- _EXERCISE DETAILS_:
Please sift through the records below and copy each line that contains the string "surface". Case counts.
=== EXTRACTED MATERIAL ===
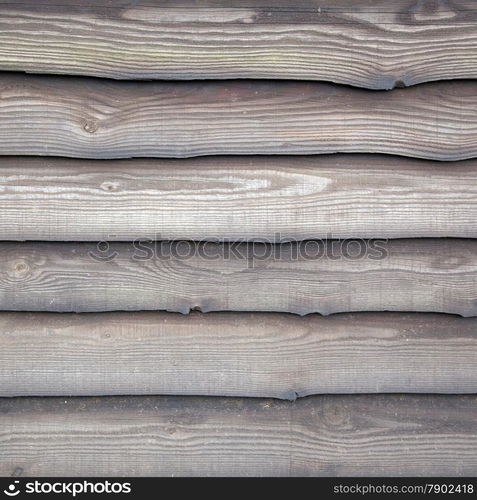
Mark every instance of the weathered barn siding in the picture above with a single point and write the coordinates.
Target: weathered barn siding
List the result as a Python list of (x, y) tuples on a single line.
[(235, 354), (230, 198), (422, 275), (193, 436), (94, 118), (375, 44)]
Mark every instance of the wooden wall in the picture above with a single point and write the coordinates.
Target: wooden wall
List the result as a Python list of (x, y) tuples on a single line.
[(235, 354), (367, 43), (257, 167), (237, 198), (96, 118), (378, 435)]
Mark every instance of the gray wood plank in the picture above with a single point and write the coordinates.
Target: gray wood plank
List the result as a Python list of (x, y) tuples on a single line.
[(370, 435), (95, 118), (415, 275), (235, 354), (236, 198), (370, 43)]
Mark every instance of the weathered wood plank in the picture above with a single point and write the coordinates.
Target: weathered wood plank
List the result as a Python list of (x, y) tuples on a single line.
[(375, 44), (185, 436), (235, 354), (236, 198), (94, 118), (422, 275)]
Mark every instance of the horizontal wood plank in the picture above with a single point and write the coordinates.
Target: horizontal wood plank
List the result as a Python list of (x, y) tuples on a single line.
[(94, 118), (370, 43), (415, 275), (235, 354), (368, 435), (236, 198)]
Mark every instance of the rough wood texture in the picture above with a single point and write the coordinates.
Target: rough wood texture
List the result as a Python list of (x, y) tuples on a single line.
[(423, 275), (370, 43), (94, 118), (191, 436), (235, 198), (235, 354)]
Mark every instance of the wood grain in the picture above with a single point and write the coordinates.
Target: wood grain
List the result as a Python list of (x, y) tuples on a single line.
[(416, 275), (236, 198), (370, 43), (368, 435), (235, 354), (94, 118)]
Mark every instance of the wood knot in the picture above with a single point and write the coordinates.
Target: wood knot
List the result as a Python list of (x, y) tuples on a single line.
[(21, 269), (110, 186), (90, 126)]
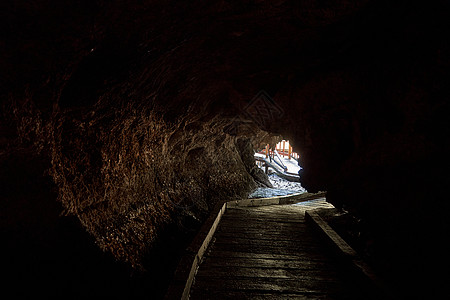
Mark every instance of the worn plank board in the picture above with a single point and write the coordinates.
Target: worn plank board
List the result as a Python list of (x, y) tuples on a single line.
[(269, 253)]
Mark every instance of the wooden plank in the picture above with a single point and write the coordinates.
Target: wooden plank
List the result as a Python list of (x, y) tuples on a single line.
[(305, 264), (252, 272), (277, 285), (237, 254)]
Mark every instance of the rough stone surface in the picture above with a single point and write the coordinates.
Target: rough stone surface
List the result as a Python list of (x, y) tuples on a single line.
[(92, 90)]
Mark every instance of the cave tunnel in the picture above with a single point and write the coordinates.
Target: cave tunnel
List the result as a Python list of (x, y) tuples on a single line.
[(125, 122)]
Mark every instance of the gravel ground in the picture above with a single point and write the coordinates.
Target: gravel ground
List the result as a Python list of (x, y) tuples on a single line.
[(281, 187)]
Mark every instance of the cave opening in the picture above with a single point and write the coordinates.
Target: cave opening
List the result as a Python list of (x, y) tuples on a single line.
===
=== EXTRACTED MATERIAL ===
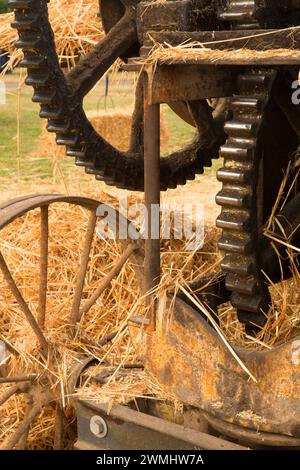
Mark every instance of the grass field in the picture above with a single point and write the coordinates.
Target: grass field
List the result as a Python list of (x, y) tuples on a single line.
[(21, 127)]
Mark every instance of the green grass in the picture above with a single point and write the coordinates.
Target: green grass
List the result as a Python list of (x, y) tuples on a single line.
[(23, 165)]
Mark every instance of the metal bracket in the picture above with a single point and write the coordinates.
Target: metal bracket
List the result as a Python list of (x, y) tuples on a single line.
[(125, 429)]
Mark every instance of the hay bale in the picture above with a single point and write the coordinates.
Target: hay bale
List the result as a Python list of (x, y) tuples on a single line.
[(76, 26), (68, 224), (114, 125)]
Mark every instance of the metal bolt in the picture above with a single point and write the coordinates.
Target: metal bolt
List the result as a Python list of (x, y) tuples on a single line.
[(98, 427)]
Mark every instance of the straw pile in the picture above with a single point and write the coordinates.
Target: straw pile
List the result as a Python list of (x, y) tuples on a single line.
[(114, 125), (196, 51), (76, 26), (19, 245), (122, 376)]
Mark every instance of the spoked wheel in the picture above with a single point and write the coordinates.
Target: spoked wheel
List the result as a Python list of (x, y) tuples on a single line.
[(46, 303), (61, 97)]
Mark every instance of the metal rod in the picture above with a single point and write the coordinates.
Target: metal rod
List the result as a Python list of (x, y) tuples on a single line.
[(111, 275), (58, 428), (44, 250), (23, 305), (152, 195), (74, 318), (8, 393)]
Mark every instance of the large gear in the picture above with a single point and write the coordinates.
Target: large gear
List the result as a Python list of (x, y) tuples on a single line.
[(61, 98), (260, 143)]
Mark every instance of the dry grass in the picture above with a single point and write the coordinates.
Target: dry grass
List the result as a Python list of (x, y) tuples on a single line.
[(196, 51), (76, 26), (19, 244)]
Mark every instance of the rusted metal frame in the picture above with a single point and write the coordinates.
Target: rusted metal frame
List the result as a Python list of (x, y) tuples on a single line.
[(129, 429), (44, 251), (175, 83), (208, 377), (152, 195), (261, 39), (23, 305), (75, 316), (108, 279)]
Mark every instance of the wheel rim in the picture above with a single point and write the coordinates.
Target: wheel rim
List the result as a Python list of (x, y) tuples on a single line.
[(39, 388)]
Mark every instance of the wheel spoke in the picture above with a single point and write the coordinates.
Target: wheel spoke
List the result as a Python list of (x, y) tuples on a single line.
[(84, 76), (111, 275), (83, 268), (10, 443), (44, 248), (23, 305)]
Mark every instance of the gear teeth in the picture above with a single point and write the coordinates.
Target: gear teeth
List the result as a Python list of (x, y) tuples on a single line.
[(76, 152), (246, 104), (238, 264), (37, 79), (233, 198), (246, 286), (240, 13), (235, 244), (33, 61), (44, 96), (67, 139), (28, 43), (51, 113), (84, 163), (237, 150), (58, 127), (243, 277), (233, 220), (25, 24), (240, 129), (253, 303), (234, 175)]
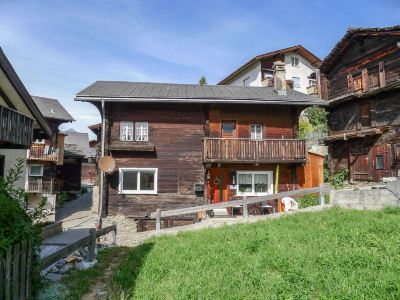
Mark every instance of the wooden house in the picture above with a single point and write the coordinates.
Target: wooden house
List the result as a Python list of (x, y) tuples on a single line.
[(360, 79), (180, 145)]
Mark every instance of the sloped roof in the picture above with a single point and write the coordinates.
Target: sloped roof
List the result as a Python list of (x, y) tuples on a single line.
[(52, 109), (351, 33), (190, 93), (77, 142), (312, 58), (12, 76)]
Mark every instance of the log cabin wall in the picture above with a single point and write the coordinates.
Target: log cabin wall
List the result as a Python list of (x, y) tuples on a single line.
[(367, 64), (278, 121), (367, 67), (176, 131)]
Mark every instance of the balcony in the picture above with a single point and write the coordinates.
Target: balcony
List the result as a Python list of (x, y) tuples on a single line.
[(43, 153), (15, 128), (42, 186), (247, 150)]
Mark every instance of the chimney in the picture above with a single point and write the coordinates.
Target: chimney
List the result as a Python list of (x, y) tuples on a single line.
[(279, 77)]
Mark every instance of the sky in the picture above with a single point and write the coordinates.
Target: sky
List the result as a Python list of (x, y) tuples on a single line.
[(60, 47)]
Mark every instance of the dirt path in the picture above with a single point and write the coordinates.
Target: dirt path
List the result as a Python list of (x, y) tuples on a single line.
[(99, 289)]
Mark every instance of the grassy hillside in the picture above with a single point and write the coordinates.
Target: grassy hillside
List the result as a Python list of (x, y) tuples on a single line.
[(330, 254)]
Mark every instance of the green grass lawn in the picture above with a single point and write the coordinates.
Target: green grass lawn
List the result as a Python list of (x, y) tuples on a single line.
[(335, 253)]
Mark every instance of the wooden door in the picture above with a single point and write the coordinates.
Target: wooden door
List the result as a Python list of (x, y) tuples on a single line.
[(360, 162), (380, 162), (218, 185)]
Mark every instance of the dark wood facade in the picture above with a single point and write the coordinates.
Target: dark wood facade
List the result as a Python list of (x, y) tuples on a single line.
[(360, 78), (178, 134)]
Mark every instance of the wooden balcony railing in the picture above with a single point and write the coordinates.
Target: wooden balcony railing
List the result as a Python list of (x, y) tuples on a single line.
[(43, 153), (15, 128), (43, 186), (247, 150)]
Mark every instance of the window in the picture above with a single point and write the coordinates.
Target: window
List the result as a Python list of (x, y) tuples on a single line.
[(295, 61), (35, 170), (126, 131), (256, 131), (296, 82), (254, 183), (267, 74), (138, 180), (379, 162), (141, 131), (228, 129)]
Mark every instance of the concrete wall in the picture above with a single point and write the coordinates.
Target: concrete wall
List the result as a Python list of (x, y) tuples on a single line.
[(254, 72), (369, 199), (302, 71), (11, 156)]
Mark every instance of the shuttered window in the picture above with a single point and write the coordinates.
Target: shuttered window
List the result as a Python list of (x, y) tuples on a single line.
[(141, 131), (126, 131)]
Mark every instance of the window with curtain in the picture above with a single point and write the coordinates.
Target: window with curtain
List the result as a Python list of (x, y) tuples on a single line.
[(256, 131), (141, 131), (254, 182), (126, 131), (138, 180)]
===
=== EXTRACTED MATERIAL ===
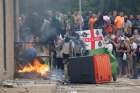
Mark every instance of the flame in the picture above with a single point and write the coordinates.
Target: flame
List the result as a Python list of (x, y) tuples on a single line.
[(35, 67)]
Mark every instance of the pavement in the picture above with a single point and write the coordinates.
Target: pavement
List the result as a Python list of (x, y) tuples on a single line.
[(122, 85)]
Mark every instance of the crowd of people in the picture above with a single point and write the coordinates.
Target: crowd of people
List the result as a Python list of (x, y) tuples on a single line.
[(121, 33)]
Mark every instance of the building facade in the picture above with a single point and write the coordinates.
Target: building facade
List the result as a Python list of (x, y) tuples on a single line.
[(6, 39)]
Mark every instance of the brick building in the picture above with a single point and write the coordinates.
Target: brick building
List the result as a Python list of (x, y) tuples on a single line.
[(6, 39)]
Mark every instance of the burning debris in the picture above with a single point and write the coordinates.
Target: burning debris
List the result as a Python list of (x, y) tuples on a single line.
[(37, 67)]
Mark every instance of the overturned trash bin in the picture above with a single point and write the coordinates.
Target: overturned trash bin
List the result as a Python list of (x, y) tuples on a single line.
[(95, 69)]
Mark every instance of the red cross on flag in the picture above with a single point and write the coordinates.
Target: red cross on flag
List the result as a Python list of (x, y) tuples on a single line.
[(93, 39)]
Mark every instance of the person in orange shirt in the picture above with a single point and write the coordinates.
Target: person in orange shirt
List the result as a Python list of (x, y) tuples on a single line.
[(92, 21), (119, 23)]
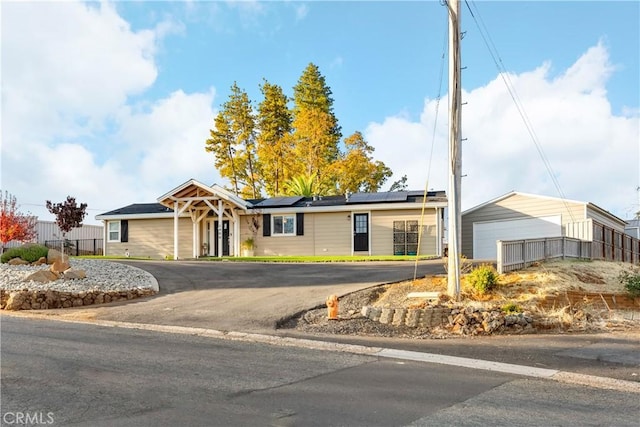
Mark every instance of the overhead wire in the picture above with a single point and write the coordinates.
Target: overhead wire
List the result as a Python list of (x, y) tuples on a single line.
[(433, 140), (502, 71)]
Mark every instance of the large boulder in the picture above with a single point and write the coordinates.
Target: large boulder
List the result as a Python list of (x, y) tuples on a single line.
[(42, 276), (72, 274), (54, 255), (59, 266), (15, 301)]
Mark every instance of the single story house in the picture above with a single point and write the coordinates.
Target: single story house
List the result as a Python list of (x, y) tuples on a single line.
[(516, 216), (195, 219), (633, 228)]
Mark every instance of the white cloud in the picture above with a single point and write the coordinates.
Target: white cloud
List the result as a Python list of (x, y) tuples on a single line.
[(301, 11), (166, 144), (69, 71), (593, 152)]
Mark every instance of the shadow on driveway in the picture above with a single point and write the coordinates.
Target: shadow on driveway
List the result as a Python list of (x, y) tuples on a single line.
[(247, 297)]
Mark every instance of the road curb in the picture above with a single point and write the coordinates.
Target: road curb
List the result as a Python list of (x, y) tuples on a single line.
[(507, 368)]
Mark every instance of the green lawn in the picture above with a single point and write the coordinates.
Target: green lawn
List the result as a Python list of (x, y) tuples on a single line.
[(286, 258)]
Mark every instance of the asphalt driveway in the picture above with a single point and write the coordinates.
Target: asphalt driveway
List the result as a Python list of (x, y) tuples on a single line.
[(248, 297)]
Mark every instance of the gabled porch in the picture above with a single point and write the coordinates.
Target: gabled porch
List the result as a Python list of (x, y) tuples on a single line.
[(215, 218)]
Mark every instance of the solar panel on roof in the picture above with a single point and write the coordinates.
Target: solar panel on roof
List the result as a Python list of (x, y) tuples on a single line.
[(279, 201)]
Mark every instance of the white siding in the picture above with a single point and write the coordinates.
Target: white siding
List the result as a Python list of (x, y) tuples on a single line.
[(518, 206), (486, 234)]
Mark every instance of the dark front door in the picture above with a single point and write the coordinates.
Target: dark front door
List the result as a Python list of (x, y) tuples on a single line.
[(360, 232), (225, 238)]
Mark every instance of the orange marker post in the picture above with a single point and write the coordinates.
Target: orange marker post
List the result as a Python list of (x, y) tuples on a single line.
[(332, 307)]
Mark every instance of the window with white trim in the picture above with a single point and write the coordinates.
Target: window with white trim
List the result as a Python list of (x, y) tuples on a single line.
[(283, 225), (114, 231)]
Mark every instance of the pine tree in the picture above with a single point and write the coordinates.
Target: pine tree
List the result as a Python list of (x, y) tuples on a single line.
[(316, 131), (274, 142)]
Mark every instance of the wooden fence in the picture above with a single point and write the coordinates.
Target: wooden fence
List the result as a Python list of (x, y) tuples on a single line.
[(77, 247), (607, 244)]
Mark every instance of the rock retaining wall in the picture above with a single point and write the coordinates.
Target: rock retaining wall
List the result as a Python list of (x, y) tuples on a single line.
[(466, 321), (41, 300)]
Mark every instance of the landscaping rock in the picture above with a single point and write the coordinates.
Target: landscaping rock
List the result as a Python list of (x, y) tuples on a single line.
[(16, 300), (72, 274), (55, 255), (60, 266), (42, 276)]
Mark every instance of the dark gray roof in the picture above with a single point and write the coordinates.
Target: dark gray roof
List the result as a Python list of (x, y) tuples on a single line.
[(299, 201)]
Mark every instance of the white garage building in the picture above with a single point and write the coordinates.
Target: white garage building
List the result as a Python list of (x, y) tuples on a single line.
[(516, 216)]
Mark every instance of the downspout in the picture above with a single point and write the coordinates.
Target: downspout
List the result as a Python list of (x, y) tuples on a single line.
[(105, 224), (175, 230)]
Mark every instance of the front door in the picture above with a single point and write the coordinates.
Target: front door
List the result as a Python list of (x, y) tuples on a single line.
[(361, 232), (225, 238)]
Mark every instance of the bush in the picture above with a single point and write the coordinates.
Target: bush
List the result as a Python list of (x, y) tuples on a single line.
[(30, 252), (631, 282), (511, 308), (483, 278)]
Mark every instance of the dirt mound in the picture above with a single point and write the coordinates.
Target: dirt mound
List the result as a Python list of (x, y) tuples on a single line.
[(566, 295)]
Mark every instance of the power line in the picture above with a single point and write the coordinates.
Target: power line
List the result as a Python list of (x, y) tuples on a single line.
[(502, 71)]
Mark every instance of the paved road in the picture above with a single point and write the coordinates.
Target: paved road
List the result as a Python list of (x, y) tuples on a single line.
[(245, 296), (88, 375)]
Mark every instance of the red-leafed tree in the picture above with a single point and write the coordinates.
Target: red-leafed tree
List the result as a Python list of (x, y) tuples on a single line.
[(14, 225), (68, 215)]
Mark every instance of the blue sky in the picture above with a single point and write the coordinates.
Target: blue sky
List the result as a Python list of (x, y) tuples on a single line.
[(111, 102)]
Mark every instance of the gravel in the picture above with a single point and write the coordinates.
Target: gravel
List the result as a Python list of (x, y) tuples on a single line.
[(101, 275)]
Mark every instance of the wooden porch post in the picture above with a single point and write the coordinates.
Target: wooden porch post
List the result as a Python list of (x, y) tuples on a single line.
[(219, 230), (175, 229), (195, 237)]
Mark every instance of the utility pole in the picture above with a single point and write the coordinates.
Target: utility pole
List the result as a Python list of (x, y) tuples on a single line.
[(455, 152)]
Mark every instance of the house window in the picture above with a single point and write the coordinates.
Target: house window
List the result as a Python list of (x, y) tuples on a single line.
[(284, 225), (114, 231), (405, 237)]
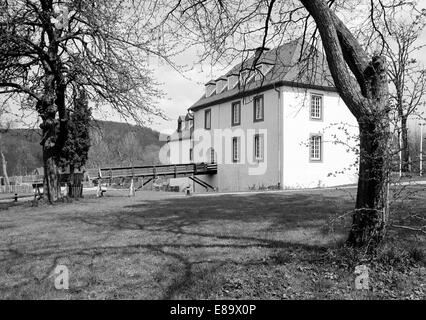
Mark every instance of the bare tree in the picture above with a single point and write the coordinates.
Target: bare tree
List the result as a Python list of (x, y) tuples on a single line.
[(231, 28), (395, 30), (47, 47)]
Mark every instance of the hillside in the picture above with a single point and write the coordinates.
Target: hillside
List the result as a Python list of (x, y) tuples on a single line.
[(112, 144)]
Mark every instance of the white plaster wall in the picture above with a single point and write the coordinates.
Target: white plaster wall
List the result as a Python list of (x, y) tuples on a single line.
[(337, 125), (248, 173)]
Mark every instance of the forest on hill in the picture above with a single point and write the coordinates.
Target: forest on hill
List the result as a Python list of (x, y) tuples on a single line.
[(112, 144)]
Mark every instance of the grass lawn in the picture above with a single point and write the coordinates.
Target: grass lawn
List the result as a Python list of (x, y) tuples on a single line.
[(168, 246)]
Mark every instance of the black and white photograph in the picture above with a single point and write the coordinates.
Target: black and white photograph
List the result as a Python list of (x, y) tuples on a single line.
===
- _SOLUTION FOR THIS TASK_:
Mark every instance of the rough stone surface in the picture above with a single point and write the coordinates.
Target: rough stone surface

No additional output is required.